## [REQUIREMENT]
A faithful copy is required: retype the records from their first line through the line with "[locate] handbag (a", and omit the pictures.

═══ RECORDS SHOWN

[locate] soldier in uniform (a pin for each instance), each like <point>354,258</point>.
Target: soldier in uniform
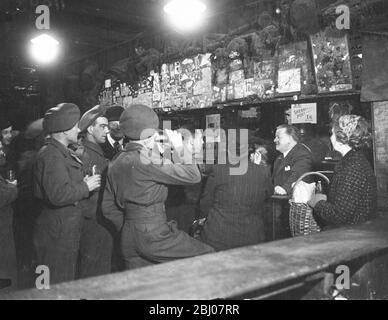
<point>60,185</point>
<point>114,142</point>
<point>96,241</point>
<point>136,191</point>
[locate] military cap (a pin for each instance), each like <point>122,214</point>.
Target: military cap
<point>4,122</point>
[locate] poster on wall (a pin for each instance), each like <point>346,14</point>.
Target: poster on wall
<point>289,81</point>
<point>304,113</point>
<point>331,62</point>
<point>213,125</point>
<point>293,56</point>
<point>264,75</point>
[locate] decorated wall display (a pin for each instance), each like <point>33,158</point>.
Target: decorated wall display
<point>294,70</point>
<point>331,62</point>
<point>264,78</point>
<point>304,113</point>
<point>213,124</point>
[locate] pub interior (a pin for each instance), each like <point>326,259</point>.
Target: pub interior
<point>264,173</point>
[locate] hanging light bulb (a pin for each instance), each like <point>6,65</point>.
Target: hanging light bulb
<point>185,15</point>
<point>44,48</point>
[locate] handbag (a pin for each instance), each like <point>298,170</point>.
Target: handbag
<point>301,218</point>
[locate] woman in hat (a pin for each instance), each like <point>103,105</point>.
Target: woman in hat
<point>353,190</point>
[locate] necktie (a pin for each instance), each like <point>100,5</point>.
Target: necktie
<point>117,146</point>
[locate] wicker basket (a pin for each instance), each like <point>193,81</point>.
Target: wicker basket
<point>301,217</point>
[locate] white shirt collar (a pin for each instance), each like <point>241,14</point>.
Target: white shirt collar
<point>287,152</point>
<point>112,141</point>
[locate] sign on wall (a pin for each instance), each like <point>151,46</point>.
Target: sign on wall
<point>304,113</point>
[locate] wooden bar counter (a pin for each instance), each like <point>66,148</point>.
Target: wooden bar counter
<point>250,272</point>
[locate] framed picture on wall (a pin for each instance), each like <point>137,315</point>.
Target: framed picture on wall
<point>331,62</point>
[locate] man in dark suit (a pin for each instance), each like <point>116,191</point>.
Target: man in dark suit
<point>115,139</point>
<point>295,160</point>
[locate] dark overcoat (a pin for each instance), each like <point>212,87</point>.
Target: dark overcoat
<point>352,195</point>
<point>237,203</point>
<point>289,169</point>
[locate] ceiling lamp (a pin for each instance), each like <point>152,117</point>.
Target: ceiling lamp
<point>44,48</point>
<point>185,15</point>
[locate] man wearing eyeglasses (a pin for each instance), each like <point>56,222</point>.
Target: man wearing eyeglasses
<point>115,138</point>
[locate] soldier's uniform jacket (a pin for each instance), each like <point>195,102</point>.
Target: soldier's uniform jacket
<point>58,182</point>
<point>134,200</point>
<point>93,156</point>
<point>58,179</point>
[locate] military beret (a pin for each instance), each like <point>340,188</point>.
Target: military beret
<point>137,118</point>
<point>90,116</point>
<point>62,117</point>
<point>113,113</point>
<point>4,122</point>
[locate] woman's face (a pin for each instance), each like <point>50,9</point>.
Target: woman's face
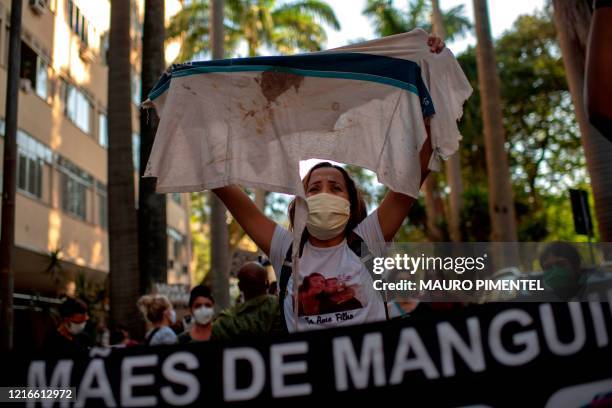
<point>317,284</point>
<point>327,180</point>
<point>201,301</point>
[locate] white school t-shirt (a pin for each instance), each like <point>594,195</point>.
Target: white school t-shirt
<point>350,297</point>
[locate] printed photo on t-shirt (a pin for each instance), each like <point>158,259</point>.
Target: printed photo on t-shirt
<point>318,295</point>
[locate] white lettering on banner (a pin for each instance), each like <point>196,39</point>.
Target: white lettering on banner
<point>231,392</point>
<point>410,340</point>
<point>449,339</point>
<point>529,339</point>
<point>345,360</point>
<point>513,338</point>
<point>59,379</point>
<point>280,369</point>
<point>188,380</point>
<point>95,374</point>
<point>550,330</point>
<point>129,380</point>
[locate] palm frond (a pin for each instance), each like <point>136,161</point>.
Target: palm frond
<point>319,10</point>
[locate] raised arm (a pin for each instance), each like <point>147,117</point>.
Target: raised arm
<point>395,206</point>
<point>257,226</point>
<point>599,72</point>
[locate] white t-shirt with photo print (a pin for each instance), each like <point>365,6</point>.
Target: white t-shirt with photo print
<point>350,297</point>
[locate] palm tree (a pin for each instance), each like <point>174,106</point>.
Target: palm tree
<point>501,204</point>
<point>286,28</point>
<point>389,20</point>
<point>152,235</point>
<point>572,19</point>
<point>453,164</point>
<point>122,227</point>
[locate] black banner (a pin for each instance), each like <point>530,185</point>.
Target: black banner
<point>549,354</point>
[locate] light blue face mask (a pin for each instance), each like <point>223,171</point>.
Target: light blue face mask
<point>173,316</point>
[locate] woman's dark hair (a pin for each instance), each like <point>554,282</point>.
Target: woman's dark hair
<point>358,207</point>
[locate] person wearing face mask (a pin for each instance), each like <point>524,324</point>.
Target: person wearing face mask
<point>160,315</point>
<point>69,339</point>
<point>336,228</point>
<point>257,316</point>
<point>563,274</point>
<point>201,305</point>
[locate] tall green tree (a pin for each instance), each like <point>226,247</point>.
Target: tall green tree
<point>546,157</point>
<point>281,26</point>
<point>122,226</point>
<point>388,19</point>
<point>572,19</point>
<point>453,164</point>
<point>152,235</point>
<point>501,204</point>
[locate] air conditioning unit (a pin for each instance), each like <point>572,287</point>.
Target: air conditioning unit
<point>38,6</point>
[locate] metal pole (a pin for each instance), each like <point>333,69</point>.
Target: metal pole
<point>218,226</point>
<point>587,222</point>
<point>7,237</point>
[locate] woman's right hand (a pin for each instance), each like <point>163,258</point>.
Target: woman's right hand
<point>254,222</point>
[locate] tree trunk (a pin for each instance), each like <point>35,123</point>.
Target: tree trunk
<point>572,20</point>
<point>434,209</point>
<point>122,226</point>
<point>453,164</point>
<point>501,204</point>
<point>152,234</point>
<point>218,226</point>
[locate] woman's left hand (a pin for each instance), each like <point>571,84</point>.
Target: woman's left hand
<point>436,44</point>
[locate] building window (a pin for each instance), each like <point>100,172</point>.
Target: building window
<point>103,130</point>
<point>41,79</point>
<point>104,48</point>
<point>29,174</point>
<point>136,151</point>
<point>77,107</point>
<point>31,158</point>
<point>33,72</point>
<point>77,22</point>
<point>75,183</point>
<point>102,205</point>
<point>177,244</point>
<point>74,197</point>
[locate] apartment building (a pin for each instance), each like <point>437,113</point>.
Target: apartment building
<point>61,204</point>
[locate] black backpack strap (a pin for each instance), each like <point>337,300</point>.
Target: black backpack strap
<point>285,275</point>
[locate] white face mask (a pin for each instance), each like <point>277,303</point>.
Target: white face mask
<point>328,215</point>
<point>172,316</point>
<point>76,328</point>
<point>203,315</point>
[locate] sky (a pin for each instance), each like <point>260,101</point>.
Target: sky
<point>502,14</point>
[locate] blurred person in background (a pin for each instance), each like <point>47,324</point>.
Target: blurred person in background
<point>160,314</point>
<point>69,339</point>
<point>259,315</point>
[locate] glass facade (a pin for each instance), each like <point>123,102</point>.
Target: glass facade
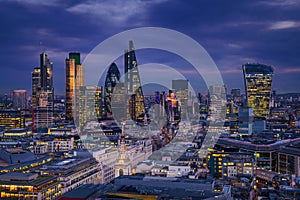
<point>258,83</point>
<point>133,86</point>
<point>112,79</point>
<point>74,80</point>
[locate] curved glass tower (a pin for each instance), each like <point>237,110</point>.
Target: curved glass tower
<point>258,83</point>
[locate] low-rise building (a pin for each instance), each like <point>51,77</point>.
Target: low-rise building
<point>17,185</point>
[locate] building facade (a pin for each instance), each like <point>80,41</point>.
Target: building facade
<point>136,107</point>
<point>74,80</point>
<point>258,84</point>
<point>43,93</point>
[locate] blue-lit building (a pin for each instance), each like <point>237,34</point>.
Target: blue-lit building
<point>112,79</point>
<point>258,84</point>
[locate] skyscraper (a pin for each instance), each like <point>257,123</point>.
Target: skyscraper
<point>180,87</point>
<point>74,80</point>
<point>258,83</point>
<point>136,107</point>
<point>112,79</point>
<point>43,93</point>
<point>90,104</point>
<point>19,98</point>
<point>36,82</point>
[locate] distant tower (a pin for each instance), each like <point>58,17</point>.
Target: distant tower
<point>180,88</point>
<point>90,104</point>
<point>36,83</point>
<point>74,80</point>
<point>123,165</point>
<point>112,79</point>
<point>19,98</point>
<point>136,108</point>
<point>43,93</point>
<point>258,83</point>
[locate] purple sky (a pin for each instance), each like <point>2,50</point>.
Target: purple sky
<point>233,33</point>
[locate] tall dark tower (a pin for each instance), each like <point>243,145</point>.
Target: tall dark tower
<point>112,79</point>
<point>258,83</point>
<point>74,80</point>
<point>136,107</point>
<point>43,93</point>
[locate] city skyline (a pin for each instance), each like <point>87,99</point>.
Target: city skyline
<point>235,34</point>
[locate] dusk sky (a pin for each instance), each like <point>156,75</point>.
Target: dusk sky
<point>234,33</point>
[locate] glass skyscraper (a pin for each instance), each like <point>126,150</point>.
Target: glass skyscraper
<point>112,79</point>
<point>43,93</point>
<point>74,80</point>
<point>136,108</point>
<point>258,83</point>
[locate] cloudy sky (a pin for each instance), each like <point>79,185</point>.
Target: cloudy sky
<point>232,33</point>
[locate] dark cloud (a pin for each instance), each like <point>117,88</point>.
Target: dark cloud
<point>232,32</point>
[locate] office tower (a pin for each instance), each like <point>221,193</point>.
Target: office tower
<point>217,100</point>
<point>36,82</point>
<point>172,108</point>
<point>180,88</point>
<point>235,92</point>
<point>258,84</point>
<point>136,108</point>
<point>43,93</point>
<point>112,79</point>
<point>245,120</point>
<point>119,103</point>
<point>11,119</point>
<point>74,80</point>
<point>90,104</point>
<point>19,98</point>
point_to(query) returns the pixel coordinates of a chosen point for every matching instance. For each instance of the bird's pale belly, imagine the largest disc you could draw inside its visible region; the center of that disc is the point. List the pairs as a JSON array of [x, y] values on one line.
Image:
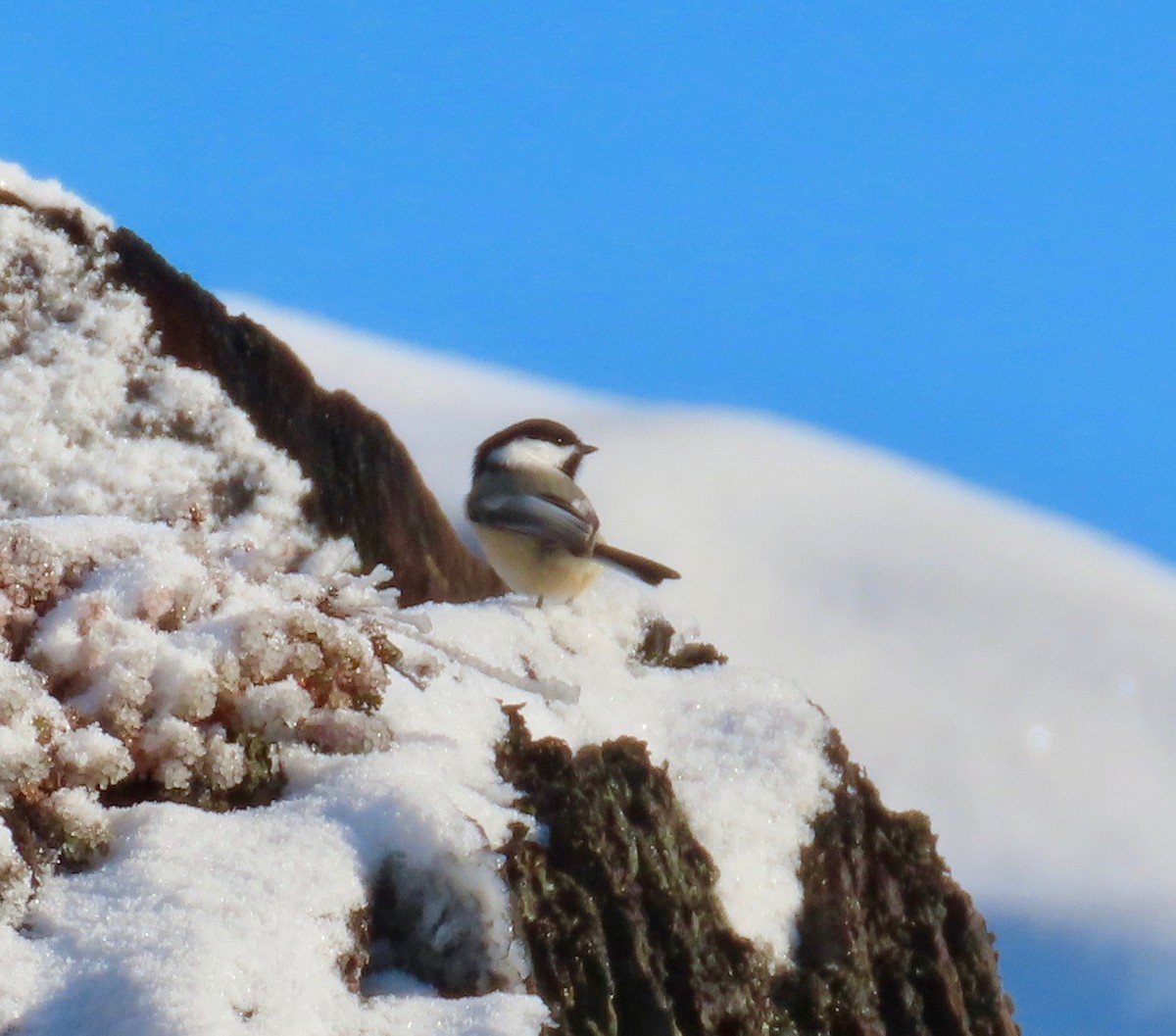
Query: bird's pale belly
[[529, 566]]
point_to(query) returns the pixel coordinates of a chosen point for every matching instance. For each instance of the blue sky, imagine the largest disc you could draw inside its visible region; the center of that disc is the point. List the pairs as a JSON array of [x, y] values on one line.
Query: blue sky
[[942, 228]]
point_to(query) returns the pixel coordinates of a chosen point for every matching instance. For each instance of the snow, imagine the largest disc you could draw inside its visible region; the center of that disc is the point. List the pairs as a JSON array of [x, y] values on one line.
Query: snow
[[50, 194], [1004, 670], [165, 610]]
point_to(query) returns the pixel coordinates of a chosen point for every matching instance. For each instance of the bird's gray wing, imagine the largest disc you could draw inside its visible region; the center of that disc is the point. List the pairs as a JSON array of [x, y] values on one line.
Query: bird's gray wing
[[567, 523]]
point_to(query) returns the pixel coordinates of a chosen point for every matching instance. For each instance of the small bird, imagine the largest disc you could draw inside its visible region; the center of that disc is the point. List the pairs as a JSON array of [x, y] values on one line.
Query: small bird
[[534, 522]]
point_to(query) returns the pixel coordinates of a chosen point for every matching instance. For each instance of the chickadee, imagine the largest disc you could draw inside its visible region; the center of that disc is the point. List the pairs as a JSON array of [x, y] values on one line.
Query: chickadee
[[534, 522]]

══════

## [RESULT OF THE TASK]
[locate] soldier in uniform (a pin for each instance), each like <point>354,258</point>.
Target: soldier in uniform
<point>60,185</point>
<point>114,142</point>
<point>96,241</point>
<point>136,191</point>
[locate] military cap (a pin for each instance), each like <point>122,214</point>.
Target: military cap
<point>4,122</point>
[locate] poster on wall (a pin for each instance), each like <point>346,14</point>.
Target: poster on wall
<point>289,81</point>
<point>304,113</point>
<point>331,62</point>
<point>213,125</point>
<point>293,56</point>
<point>264,75</point>
[locate] decorated wall display (a pin for each instance), each like <point>33,158</point>.
Target: decorated wall display
<point>294,70</point>
<point>331,62</point>
<point>264,78</point>
<point>304,113</point>
<point>213,124</point>
[locate] pub interior (a pin for each instance), each like <point>326,259</point>.
Target: pub interior
<point>264,173</point>
[locate] hanging light bulb (a pin for each instance), each like <point>6,65</point>.
Target: hanging light bulb
<point>185,15</point>
<point>44,48</point>
[locate] handbag (a pin for each instance), each like <point>298,170</point>.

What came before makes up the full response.